**WHAT IS REQUIRED:** Please print, word for word, every line from the one that contains "point: turkey neck" through the last line of the records, and nothing else.

**AVAILABLE DATA:**
-*-*-

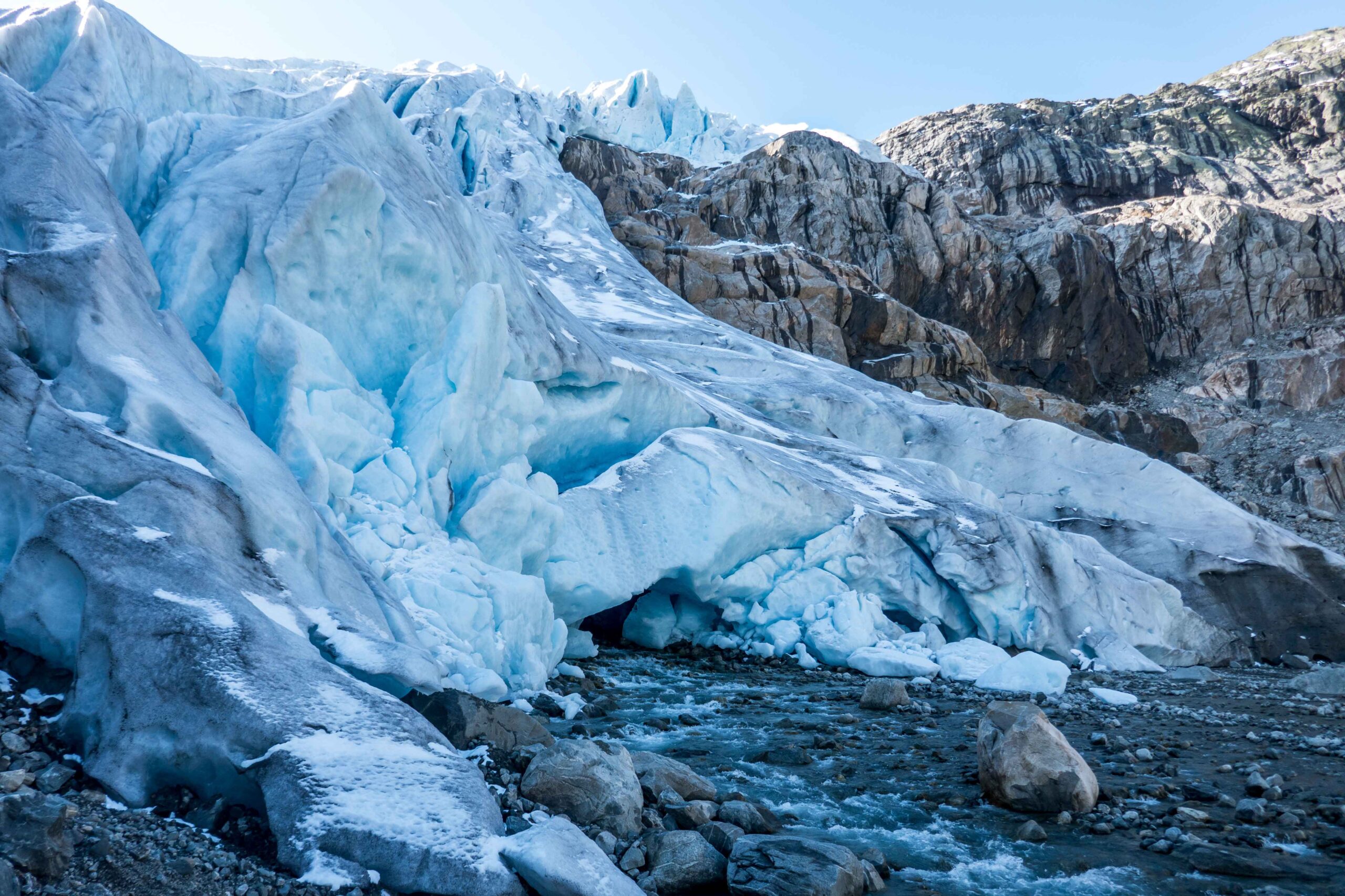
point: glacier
(401, 415)
(635, 113)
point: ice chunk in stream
(969, 658)
(1028, 673)
(888, 661)
(1114, 697)
(557, 859)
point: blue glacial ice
(407, 415)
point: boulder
(682, 861)
(1027, 765)
(556, 859)
(34, 832)
(659, 773)
(746, 816)
(467, 722)
(594, 782)
(692, 815)
(721, 835)
(793, 867)
(1328, 682)
(884, 693)
(1194, 673)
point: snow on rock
(969, 658)
(1114, 697)
(1029, 673)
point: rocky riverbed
(1224, 782)
(1173, 770)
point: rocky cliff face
(782, 245)
(809, 245)
(1208, 213)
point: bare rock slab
(592, 782)
(793, 867)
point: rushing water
(902, 782)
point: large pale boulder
(1027, 765)
(594, 782)
(684, 861)
(659, 773)
(1327, 682)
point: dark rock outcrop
(469, 720)
(1204, 213)
(793, 867)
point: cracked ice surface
(342, 357)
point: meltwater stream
(906, 780)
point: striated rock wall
(750, 245)
(1209, 213)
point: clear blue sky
(858, 66)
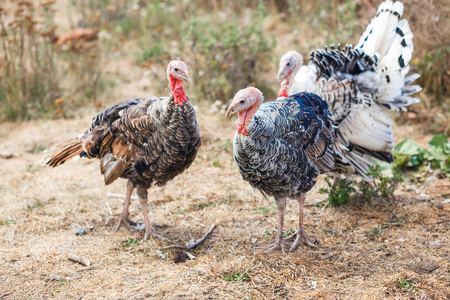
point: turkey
(146, 141)
(361, 85)
(280, 148)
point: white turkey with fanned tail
(361, 85)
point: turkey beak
(232, 111)
(186, 76)
(281, 74)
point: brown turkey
(147, 141)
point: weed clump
(381, 188)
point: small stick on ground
(79, 259)
(194, 245)
(113, 195)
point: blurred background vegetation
(58, 56)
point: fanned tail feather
(389, 41)
(64, 151)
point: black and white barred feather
(289, 143)
(362, 83)
(148, 141)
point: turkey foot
(301, 234)
(150, 230)
(127, 223)
(123, 216)
(301, 238)
(282, 245)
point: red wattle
(283, 93)
(176, 86)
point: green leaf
(409, 147)
(441, 142)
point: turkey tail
(388, 40)
(64, 151)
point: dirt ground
(47, 206)
(394, 250)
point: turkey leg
(142, 195)
(280, 243)
(301, 234)
(123, 216)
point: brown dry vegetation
(366, 251)
(353, 261)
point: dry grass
(365, 251)
(49, 205)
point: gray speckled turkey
(281, 147)
(146, 141)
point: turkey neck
(245, 116)
(176, 86)
(286, 83)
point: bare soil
(365, 250)
(49, 205)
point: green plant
(130, 243)
(409, 156)
(346, 189)
(375, 231)
(29, 81)
(406, 283)
(339, 194)
(238, 276)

-*-*-

**SOLVED EXERCISE:**
point: turkey neck
(245, 116)
(176, 86)
(286, 83)
point: bare soil
(365, 250)
(49, 205)
point: green plant
(130, 243)
(409, 156)
(346, 189)
(375, 231)
(29, 81)
(406, 283)
(339, 194)
(238, 276)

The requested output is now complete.